● **Objective**: Transcribe every line of the records below without changing anything.
═════ Supplied information ═════
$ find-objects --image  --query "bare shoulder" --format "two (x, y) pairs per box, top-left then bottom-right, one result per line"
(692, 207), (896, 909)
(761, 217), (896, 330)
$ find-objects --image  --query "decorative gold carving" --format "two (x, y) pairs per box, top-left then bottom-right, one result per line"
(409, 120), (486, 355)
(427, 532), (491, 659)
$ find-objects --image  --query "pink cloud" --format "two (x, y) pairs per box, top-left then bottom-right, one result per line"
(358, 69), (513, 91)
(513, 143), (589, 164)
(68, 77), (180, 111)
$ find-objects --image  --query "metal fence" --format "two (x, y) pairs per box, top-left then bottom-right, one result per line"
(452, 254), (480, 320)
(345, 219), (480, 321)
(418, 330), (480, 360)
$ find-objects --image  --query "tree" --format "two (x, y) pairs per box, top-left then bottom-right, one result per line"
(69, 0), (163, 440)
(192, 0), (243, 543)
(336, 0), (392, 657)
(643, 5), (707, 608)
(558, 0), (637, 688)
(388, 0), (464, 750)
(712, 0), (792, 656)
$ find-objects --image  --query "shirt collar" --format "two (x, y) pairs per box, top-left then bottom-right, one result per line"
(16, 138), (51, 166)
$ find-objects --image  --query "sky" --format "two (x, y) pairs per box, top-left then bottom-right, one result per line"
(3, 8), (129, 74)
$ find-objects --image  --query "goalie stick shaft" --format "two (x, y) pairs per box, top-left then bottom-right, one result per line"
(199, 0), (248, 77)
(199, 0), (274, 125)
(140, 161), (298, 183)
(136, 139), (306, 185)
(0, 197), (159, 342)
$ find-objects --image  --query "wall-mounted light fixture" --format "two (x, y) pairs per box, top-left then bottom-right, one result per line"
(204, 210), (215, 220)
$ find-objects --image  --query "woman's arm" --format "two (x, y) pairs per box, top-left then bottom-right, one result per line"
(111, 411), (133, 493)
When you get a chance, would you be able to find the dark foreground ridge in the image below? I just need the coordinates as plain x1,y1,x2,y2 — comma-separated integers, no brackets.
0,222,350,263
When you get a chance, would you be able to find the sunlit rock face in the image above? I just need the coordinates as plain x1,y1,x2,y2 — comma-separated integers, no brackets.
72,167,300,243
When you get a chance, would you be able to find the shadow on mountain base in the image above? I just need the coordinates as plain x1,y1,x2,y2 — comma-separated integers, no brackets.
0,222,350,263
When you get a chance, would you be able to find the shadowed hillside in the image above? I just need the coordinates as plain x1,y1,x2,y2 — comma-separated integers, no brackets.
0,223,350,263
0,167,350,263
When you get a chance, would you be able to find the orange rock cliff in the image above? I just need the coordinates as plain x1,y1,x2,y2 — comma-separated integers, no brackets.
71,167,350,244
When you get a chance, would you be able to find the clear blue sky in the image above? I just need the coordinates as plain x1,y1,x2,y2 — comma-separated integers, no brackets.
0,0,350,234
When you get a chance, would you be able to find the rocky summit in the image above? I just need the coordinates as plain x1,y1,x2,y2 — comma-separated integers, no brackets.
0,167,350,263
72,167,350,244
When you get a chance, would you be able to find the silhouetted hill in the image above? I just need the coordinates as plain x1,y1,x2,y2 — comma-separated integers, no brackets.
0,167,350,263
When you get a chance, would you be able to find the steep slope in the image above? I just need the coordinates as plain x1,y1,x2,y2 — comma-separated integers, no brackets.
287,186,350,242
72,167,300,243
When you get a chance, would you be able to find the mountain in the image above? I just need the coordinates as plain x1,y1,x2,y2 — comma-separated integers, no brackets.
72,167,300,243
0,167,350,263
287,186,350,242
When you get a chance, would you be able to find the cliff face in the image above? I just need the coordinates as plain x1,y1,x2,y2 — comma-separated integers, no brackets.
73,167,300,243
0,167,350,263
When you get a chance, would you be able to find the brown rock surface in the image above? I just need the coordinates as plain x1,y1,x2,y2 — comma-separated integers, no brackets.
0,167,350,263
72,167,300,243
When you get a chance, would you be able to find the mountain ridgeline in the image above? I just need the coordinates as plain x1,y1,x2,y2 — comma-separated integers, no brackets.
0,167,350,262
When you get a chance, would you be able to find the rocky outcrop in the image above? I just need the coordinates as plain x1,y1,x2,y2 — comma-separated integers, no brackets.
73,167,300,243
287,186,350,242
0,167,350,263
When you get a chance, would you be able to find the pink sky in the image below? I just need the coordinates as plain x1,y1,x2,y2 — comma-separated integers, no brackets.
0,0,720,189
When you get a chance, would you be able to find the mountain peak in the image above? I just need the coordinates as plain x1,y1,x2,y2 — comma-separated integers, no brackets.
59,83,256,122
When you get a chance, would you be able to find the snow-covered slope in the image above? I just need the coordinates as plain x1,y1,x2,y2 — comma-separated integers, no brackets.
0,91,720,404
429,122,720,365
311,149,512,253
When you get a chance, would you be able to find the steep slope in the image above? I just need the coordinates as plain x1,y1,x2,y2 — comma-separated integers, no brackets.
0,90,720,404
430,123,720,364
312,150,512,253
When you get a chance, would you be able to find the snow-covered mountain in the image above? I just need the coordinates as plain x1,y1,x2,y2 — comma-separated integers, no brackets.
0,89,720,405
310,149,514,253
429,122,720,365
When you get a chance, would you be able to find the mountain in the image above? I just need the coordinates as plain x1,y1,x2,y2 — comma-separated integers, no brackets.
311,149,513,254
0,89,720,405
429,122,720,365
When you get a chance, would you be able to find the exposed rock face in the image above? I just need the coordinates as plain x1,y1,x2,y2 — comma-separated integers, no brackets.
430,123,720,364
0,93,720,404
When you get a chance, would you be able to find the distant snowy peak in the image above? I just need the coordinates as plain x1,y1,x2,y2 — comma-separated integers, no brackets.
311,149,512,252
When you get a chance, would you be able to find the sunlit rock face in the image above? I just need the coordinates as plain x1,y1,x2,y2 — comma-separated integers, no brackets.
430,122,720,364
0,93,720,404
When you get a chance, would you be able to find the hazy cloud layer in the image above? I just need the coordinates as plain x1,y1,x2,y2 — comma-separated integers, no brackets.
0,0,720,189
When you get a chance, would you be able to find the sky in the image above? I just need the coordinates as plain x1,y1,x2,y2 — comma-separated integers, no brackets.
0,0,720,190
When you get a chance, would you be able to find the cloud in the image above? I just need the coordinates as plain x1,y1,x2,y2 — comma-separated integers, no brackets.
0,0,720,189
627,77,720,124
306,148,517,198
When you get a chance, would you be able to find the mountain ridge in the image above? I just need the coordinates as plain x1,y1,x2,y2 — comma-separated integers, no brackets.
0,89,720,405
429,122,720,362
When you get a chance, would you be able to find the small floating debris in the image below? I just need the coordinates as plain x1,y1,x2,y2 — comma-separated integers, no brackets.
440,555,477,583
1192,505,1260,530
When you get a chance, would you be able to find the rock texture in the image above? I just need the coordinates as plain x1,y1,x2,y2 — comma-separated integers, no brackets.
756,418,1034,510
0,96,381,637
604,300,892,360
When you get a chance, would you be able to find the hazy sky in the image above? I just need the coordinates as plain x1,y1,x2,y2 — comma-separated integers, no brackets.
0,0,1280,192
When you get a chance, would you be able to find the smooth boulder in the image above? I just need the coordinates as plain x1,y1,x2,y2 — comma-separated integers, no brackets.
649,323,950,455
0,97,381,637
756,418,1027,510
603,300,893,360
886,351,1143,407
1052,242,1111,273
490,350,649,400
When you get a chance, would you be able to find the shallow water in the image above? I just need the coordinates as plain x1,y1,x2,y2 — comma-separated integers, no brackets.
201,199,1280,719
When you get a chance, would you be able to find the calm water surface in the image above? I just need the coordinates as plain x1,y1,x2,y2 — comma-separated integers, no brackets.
═════
● **Written answer**:
$ find-objects --image  --query "bare shoulder" --format "two (x, y) pairs per box, top-left then bottom-right, one result per line"
(692, 207), (896, 909)
(761, 217), (896, 330)
$ find-objects --image  --query "decorative gold carving" --format "two (x, y) pairs per box, top-left then bottom-right, one result per line"
(409, 120), (486, 355)
(427, 532), (491, 659)
$ find-objects --image  --query "pink cloud" --format "two (x, y) pairs per box, top-left then bottom-right, one result per line"
(358, 69), (513, 91)
(513, 143), (589, 164)
(68, 77), (180, 111)
$ find-objects --image  --query "metal fence" --format "two (x, y) pairs per box, top-left then bottom-right, one result per line"
(452, 254), (480, 320)
(345, 219), (480, 321)
(418, 330), (480, 360)
$ find-objects --image  --query "tree" --format "two (x, y) pairs per box, top-left then bottom-right, one result per line"
(69, 0), (163, 440)
(192, 0), (243, 543)
(336, 0), (392, 657)
(643, 5), (707, 608)
(558, 0), (637, 688)
(388, 0), (464, 750)
(712, 0), (792, 656)
$ find-objects --image  --query "shirt collar" --format "two (x, y) pairs per box, top-left then bottom-right, one result per line"
(16, 138), (51, 166)
$ find-objects --image  --query "sky" --format "two (x, y) pairs per box, top-left then bottom-right, one result per line"
(3, 8), (129, 74)
$ find-objects --image  --query "goalie stick shaft" --format "two (x, y) pairs per box, top-left then bottom-right, one result per line"
(199, 0), (248, 77)
(199, 0), (274, 125)
(140, 161), (298, 183)
(136, 139), (306, 185)
(0, 197), (159, 342)
$ find-objects --image  --query "wall-mounted light fixture" --format "two (x, y) pairs per box, top-left then bottom-right, one result per line"
(204, 210), (215, 220)
$ find-objects --image  --query "woman's arm" --format "two (x, y) pairs per box, top-left then bottom-right, one result per line"
(111, 411), (133, 493)
When you get a chance, would you be able to find the dark foreground ridge in the image below? I just need the coordinates as plain x1,y1,x2,y2 — comma-separated integers, no brackets.
0,222,350,263
When you get a chance, would you be able to find the sunlit rock face in the image above? I just need the coordinates as plain x1,y1,x2,y2 — comma-separated integers, no brackets.
72,167,300,243
When you get a chance, would you be able to find the shadow on mountain base in the image above? I just need the coordinates as plain x1,y1,x2,y2 — comma-separated integers, no brackets.
0,222,350,263
When you get a chance, would you be able to find the shadowed hillside in the image above? I just need the coordinates as plain x1,y1,x2,y2 — comma-separated integers, no brackets.
0,223,350,263
0,167,350,263
When you get a chance, would you be able to find the orange rock cliff in the image above? I just need the coordinates as plain x1,y1,x2,y2 — comma-separated integers, no brackets.
71,167,350,244
When you get a chance, would you be able to find the clear blue sky in the image above? I just need the coordinates as plain x1,y1,x2,y2 — comma-separated integers, no brackets.
0,0,350,234
When you get a chance, would you be able to find the rocky summit in the image above? I just need the coordinates as plain x1,y1,x2,y2 — comma-separated integers, no brackets.
0,167,350,263
72,167,350,244
When you get a chance, would you be able to find the silhouetted hill in the image above? I just need the coordinates as plain x1,y1,x2,y2 — comma-separated integers, no brackets.
0,167,350,263
When you get a chance, would you be able to find the steep slope in the image above? I just need the coordinates as plain x1,y1,x2,y2 — comma-separated integers, no brackets.
287,186,350,242
72,167,300,243
When you get a chance, would you be able to find the mountain in the image above? I just need the coordinates as plain x1,y1,x2,y2 — comma-separated integers, no brackets.
72,167,300,243
0,167,350,263
287,186,350,242
When you get a chance, would you be able to find the cliff face in the image above? I just need the coordinates as plain x1,y1,x2,y2 — comma-separated integers, no brackets.
73,167,300,243
0,167,350,263
When you get a chance, would you be able to find the brown rock surface in the image above? I just need the coordinates as plain x1,y1,x2,y2 — comma-separated integers, no brackets.
0,167,350,263
72,167,300,243
When you get a chance, would you be able to find the mountain ridgeline in the image above? I just need the coordinates as plain x1,y1,x2,y2 — comma-separated integers, no brackets.
0,167,350,262
When you get a chance, would you be able to find the rocky outcrop in the image above? I just need the coordinates as plain x1,y1,x2,y2 — comma-separated integers, no brackets.
73,167,300,243
287,186,350,242
0,167,350,263
When you get a chance, would you be able to find the pink sky in the image below? I just need the coordinates as plain x1,y1,x2,y2 — comma-separated integers, no brackets.
0,0,720,189
When you get a chance, would you be able to find the mountain peak in the image above? I just need the coordinates as plain x1,y1,x2,y2 — comma-separated integers, no brackets.
59,83,256,122
When you get a chance, would you be able to find the snow-covered slope in the image above? I just need the coordinates as plain x1,y1,x2,y2 — comma-separated integers, no brackets.
0,91,720,404
429,122,720,365
311,149,512,253
When you get a chance, would you be able to find the steep slope in the image above? I just need the coordinates as plain x1,y1,x2,y2 — comma-separated integers, no brackets.
0,90,720,404
430,123,720,364
312,150,512,253
When you get a chance, would you be able to find the snow-covered mountain in the image above? I just need the coordinates as plain x1,y1,x2,y2 — comma-separated integers, no brackets.
0,89,720,405
310,149,514,253
429,122,720,365
When you get a chance, would you be able to find the mountain in the image above? I just need the coordinates as plain x1,y1,x2,y2 — comma-separated integers, no brackets.
311,149,513,254
0,89,720,405
429,122,720,365
When you get a chance, would you be able to find the exposed rock face in the image above? I just need the coordinates as plain x1,y1,x2,y2 — comma-separated integers, no brackets.
430,123,720,364
0,93,720,404
When you get a chance, would you be able to find the distant snowy peak in the image above? I just need the coordinates as plain x1,y1,x2,y2 — comma-separated integers, no brackets.
311,149,512,252
When you get a chance, would you be able to find the sunlit rock face in the image above? I just need the coordinates as plain x1,y1,x2,y2 — comma-separated integers, no brackets.
430,122,720,364
0,93,720,404
When you get a chance, would you be able to find the hazy cloud layer in the image above? I just need the coordinates as plain x1,y1,x2,y2 — comma-separated integers, no brackets.
0,0,720,189
When you get a chance, would you be able to find the sky in the image above? I just need the coordinates as plain x1,y1,x2,y2 — comma-separated integers, no brackets.
0,0,720,190
When you get a chance, would you be able to find the cloud in the image above? I just need the coordinates as plain x1,y1,x2,y2 — comma-separated integers, no brackets.
0,0,720,189
627,77,720,124
306,148,517,198
When you get a chance, would you be able to find the mountain ridge in the image above? I just need the coordinates as plain x1,y1,x2,y2 — comma-separated integers, no brackets.
0,89,720,405
429,122,720,362
When you get a chance, would you be able to find the small floating debris in the image below? I just need the coordinates as plain x1,y1,x2,y2 — comma-separated integers, no brackets.
440,555,477,583
1192,505,1260,530
When you get a chance, would you be able to find the rock texture in the image above? I just need the coordinates as plain x1,y1,x2,y2 — comma-separated integers, no brackets.
756,418,1034,510
0,96,381,637
604,300,892,360
When you get a chance, would you be able to find the hazy sky in the image above? I just need the coordinates as plain x1,y1,x2,y2 — comma-separated integers, no brackets.
0,0,1280,192
When you get a chance, would you be able to find the smooth boulder in the image above? I just need the coordinates as plain x1,y1,x2,y2 — comma-separated integers, no brackets.
649,323,950,455
0,97,381,637
756,418,1027,510
603,300,893,360
886,351,1143,407
1052,242,1111,273
490,350,649,400
When you get a chance, would you be able to find the shallow water in the image above? I just need the coordinates as plain x1,y1,x2,y2 — comma-separated integers, no brackets.
201,199,1280,719
When you get a chance, would you be able to find the calm water surface in the image above? I just need the coordinates as plain x1,y1,x2,y2 — comma-separated integers, no brackets.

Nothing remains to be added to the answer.